Novartis’ CD20+ B cell- targeting, fully-human antibody has outperformed teriflunomide (Aubagio) in a pair of phase 3 studies. The top-line data were presented at ECTRIMS 2019 in Stockholm, Sweden.
Stephen L. Hauser, MD, director, UCSF Weill Institute for Neurosciences
Stephen L. Hauser, MD
Novartis has announced positive results from the phase 3 ASCLEPIOS I and II studies of ofatumumab, in which the potent, fully-human antibody targeting CD20 positive B-cells demonstrated superiority in treating patients with relapsing multiple sclerosis (MS) versus teriflunomide (Aubagio; Sanofi).1
The investigational agent, also known as OMB157, was evaluated in a dose of 20 mg every 4 weeks against a 14-mg dose of teriflunomide. It showed clinically meaningful and significant reductions in annualized relapse rates. The top-line results are anticipated to be presented at the 35th Congress of the European Committee for Treatment and Research in Multiple Sclerosis (ECTRIMS), taking place September 11—13, 2019, in Stockholm, Sweden.

[Entries drawn from a collection]
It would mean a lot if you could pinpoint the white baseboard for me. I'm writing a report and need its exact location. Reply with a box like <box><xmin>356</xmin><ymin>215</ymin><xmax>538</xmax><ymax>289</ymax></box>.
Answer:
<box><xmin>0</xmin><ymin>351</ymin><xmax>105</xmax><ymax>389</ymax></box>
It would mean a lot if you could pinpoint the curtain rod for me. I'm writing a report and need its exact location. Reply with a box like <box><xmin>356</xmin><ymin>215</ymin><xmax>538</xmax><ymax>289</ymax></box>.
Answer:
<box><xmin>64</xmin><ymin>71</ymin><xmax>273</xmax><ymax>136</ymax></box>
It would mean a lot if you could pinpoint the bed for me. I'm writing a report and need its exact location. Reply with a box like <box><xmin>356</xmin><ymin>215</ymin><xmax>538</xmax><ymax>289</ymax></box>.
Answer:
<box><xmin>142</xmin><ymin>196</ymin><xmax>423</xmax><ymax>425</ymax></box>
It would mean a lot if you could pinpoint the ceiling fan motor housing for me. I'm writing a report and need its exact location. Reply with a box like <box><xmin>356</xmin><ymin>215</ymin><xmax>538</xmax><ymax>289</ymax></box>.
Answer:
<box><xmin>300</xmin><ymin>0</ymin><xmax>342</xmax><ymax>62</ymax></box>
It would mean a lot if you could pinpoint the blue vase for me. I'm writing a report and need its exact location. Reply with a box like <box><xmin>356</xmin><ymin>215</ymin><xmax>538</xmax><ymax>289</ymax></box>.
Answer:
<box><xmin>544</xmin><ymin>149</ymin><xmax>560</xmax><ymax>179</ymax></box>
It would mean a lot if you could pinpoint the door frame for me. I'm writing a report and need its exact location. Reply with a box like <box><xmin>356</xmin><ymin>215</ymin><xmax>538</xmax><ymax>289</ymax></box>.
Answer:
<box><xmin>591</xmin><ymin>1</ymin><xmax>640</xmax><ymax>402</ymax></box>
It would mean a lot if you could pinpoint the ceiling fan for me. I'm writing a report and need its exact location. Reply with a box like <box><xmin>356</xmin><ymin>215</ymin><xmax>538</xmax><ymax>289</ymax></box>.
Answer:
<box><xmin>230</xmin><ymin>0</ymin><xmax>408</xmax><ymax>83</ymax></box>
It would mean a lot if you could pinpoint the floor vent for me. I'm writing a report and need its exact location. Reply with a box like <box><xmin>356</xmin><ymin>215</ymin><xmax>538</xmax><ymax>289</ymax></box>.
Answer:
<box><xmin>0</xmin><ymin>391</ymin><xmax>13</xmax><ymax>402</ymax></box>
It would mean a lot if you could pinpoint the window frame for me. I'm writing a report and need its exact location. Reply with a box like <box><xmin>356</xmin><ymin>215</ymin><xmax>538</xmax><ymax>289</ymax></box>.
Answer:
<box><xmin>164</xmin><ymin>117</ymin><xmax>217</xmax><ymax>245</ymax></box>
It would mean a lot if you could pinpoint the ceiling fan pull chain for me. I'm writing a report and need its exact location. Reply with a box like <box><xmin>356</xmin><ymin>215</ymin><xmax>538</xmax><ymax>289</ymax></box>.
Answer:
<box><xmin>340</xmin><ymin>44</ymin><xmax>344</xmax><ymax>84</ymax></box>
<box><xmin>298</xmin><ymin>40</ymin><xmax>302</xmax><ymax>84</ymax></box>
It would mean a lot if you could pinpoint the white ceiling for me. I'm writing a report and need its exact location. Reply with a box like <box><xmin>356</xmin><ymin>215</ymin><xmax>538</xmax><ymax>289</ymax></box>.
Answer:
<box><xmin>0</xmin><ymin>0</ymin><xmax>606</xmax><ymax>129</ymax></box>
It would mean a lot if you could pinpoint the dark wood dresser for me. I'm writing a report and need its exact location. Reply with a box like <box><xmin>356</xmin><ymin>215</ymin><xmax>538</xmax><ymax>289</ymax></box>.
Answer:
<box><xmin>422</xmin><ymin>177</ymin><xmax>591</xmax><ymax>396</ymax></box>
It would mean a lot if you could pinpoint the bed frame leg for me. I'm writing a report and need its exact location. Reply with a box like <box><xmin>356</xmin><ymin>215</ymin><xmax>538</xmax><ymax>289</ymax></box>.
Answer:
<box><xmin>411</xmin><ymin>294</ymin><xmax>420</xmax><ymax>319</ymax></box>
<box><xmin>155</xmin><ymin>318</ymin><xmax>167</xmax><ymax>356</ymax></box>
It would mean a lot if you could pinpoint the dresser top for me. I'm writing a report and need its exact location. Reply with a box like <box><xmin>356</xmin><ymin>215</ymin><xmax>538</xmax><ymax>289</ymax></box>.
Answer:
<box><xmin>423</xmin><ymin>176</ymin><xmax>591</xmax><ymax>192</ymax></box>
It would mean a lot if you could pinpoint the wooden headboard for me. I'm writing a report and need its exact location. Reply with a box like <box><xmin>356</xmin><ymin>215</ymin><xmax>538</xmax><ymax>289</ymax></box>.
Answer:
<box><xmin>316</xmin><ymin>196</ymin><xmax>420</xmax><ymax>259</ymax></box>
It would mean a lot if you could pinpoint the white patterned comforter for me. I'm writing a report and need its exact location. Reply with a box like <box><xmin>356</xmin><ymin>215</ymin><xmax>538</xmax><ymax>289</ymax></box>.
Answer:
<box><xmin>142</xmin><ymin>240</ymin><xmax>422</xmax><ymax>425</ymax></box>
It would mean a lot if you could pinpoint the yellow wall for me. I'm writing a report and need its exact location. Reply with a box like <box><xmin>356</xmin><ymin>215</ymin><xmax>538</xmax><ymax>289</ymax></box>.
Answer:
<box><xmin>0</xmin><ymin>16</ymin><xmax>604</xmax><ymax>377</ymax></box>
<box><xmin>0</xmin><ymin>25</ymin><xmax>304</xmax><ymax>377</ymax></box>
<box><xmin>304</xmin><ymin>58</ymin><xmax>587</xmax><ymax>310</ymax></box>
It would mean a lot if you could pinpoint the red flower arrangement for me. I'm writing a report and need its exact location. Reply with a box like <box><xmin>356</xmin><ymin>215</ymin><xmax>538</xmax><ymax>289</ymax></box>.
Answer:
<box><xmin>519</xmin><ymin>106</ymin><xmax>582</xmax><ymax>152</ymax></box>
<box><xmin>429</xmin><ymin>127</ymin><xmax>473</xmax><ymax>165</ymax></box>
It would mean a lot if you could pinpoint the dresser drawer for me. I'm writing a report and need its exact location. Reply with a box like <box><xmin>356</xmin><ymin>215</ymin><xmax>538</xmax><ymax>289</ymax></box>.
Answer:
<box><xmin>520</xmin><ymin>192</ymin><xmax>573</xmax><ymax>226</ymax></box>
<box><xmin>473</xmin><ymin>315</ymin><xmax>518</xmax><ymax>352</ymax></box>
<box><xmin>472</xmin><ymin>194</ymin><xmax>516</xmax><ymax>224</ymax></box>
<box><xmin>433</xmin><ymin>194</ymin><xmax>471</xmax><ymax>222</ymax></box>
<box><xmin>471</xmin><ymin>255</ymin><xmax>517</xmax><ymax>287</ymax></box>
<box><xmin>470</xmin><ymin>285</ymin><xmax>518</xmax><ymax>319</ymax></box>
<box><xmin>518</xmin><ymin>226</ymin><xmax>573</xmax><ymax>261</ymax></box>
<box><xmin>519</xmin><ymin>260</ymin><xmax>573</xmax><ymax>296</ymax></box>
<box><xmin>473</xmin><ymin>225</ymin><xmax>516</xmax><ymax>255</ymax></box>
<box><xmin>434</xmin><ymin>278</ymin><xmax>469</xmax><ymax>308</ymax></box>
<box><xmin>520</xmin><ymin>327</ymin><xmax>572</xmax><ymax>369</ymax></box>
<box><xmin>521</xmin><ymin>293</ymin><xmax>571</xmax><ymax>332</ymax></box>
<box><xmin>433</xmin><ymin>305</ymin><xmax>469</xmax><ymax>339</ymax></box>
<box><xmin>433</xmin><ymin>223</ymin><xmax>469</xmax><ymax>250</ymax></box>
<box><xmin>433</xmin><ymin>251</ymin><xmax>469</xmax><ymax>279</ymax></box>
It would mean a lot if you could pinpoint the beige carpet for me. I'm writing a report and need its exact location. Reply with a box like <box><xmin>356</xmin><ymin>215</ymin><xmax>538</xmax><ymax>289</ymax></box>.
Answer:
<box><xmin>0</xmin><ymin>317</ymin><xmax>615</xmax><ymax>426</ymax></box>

*TASKS TO COMPLETE*
A. In the ofatumumab text, quote the passage starting at "Novartis’ CD20+ B" and ending at "2019 in Stockholm, Sweden.".
B. According to the ofatumumab text, what dose and schedule of ofatumumab was tested against teriflunomide?

*ACTIVITY ANSWERS*
A.
Novartis’ CD20+ B cell- targeting, fully-human antibody has outperformed teriflunomide (Aubagio) in a pair of phase 3 studies. The top-line data were presented at ECTRIMS 2019 in Stockholm, Sweden.

B. 20 mg every 4 weeks